■ TASK DESCRIPTION:
Write out, as an exact transcription, the line that has "Reviewer note: check that every instance of the dog's muzzle" and each line after it through the end of the data below.
* * * * * * *
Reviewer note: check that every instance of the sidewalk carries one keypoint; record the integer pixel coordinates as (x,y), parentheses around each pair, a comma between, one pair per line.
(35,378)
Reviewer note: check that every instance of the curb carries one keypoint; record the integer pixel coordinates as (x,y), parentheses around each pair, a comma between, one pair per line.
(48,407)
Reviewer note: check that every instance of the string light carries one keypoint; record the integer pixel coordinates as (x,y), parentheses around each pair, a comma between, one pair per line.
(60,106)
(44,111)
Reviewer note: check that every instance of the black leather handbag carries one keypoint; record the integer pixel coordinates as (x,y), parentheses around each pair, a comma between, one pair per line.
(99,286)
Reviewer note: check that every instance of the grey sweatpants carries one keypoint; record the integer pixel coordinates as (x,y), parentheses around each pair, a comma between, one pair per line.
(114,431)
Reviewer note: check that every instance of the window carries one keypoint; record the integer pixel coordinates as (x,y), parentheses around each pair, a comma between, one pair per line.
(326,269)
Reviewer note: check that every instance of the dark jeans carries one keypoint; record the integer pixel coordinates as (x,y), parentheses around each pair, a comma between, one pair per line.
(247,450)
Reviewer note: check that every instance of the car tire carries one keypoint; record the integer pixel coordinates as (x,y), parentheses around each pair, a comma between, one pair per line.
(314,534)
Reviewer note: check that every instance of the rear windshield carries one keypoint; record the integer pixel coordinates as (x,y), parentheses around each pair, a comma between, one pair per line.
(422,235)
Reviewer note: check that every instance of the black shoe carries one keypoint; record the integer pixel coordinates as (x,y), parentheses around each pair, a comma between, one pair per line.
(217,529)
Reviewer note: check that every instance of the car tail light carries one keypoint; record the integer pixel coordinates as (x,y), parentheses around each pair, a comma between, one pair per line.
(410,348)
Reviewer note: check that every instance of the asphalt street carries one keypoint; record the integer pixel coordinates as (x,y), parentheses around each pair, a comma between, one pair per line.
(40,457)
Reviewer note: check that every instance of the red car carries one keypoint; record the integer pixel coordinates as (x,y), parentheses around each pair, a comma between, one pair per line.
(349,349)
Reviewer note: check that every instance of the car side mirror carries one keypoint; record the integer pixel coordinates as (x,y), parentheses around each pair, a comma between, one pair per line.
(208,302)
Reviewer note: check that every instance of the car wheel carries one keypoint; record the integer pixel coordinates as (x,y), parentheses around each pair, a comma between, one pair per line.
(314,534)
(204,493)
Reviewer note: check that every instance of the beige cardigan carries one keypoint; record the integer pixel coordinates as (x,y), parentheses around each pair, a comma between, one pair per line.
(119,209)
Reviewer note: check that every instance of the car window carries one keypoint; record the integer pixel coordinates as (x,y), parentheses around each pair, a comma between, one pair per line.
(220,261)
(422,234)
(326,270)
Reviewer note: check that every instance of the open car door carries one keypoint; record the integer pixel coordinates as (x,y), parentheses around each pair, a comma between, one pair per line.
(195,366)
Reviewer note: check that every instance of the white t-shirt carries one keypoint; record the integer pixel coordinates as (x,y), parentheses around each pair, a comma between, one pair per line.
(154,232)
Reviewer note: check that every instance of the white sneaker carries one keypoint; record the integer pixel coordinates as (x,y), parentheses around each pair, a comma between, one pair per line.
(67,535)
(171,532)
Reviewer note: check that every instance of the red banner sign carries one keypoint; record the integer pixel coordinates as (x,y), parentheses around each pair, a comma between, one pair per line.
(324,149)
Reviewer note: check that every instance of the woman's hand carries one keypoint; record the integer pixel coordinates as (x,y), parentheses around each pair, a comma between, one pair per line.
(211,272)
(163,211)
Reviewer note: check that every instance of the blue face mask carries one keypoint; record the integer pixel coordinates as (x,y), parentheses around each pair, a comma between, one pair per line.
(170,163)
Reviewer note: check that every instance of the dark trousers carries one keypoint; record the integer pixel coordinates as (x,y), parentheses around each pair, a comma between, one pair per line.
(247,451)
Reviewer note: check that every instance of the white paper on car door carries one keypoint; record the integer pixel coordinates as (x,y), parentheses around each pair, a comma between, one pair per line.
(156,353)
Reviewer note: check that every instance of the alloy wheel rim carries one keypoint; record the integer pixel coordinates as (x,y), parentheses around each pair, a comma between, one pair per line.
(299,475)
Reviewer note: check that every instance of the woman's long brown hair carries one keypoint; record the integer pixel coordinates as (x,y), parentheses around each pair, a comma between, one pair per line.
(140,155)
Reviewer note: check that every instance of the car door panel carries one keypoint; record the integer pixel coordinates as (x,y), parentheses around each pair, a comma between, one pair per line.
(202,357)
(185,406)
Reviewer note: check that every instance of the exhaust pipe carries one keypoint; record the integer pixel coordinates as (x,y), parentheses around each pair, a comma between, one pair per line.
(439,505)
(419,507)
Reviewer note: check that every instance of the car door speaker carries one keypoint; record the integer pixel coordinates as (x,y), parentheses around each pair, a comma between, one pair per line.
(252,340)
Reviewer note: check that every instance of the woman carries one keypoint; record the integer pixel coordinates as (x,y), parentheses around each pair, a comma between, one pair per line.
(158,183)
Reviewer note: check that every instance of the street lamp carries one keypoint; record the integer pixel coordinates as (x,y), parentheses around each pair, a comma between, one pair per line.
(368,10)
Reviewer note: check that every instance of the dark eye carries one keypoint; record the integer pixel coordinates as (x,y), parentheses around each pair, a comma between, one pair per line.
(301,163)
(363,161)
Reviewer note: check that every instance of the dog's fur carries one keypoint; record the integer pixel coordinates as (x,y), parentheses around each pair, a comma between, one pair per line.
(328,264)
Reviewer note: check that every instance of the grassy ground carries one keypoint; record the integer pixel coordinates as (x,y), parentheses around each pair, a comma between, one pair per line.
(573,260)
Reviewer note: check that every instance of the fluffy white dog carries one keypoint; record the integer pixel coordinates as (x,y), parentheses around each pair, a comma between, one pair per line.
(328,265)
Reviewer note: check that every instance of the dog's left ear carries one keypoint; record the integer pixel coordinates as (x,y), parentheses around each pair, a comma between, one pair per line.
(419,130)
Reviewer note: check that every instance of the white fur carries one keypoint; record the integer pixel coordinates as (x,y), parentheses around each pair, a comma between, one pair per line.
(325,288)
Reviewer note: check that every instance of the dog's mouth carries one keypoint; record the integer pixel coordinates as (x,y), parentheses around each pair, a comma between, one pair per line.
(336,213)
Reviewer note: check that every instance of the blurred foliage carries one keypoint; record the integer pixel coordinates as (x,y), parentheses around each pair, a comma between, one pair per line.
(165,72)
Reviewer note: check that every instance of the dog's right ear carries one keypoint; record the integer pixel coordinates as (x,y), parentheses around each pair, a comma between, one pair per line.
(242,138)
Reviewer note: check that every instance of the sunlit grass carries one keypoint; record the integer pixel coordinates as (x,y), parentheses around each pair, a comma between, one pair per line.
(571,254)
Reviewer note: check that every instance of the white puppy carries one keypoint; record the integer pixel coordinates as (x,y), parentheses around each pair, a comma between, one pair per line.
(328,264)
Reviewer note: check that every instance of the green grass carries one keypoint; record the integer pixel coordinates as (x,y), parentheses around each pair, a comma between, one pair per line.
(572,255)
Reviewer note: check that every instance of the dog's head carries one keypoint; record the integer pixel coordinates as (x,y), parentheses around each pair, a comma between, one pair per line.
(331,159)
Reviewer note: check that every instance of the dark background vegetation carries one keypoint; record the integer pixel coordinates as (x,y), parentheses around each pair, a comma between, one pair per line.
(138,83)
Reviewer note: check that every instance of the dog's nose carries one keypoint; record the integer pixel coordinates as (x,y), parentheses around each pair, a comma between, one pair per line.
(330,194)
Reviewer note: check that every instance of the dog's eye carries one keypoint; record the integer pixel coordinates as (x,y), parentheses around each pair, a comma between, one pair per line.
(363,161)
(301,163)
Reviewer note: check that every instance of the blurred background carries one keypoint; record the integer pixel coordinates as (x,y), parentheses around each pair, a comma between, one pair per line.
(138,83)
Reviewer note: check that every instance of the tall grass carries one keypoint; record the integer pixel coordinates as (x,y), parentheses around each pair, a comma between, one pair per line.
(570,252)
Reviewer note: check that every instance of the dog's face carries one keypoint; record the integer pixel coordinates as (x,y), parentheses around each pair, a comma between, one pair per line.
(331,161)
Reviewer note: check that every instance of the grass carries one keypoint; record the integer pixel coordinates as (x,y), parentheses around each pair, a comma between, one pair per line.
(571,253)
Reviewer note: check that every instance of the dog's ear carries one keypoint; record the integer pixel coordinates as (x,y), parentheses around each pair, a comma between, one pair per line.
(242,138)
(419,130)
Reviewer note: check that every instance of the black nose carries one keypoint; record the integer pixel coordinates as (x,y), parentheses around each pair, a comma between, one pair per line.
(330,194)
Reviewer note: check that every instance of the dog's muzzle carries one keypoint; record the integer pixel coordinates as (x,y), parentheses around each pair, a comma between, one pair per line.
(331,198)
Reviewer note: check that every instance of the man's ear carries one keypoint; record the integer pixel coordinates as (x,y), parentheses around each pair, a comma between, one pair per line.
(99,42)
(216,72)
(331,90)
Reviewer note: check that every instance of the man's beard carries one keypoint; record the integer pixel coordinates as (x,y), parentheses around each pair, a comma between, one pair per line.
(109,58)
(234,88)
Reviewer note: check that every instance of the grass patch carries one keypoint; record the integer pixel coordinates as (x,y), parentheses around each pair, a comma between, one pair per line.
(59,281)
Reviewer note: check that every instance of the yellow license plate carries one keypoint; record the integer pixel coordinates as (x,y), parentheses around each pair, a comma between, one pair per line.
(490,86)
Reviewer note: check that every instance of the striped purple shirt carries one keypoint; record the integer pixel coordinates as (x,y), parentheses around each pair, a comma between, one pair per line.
* * * * * * *
■ RESPONSE TO THE EXERCISE:
Reviewer note: check that every instance of the dog's muzzle carries one keypoint; record the integer pixel coordinates as (x,y), parentheses around each pair, a comma between, one pair per line.
(331,198)
Reviewer note: check that every instance of the man's ear carries one keypoint; record the integer pixel coordinates as (x,y), parentheses around each pair, a comma between, one pair per line.
(99,42)
(216,72)
(331,90)
Reviewer note: check that every instance of the man's beard carries one keypoint; record the integer pixel coordinates as (x,y), parentheses around each pair, a comma between, one pair per line.
(109,58)
(234,88)
Reviewer note: check that every instance of the grass patch carries one keypoint; record the integer pixel coordinates as (x,y), parentheses around each pair, a comma between, one pair per line.
(59,281)
Reviewer note: check that every instance of the yellow license plate carries one keypoint; record the integer pixel coordinates as (x,y), parentheses around each pair, a comma between, one pair per line.
(490,86)
Reviewer note: check that every instance of the striped purple shirt carries one keypoint; record the integer pixel coordinates as (x,y), parentheses around each pair, a comma between, one pair per line.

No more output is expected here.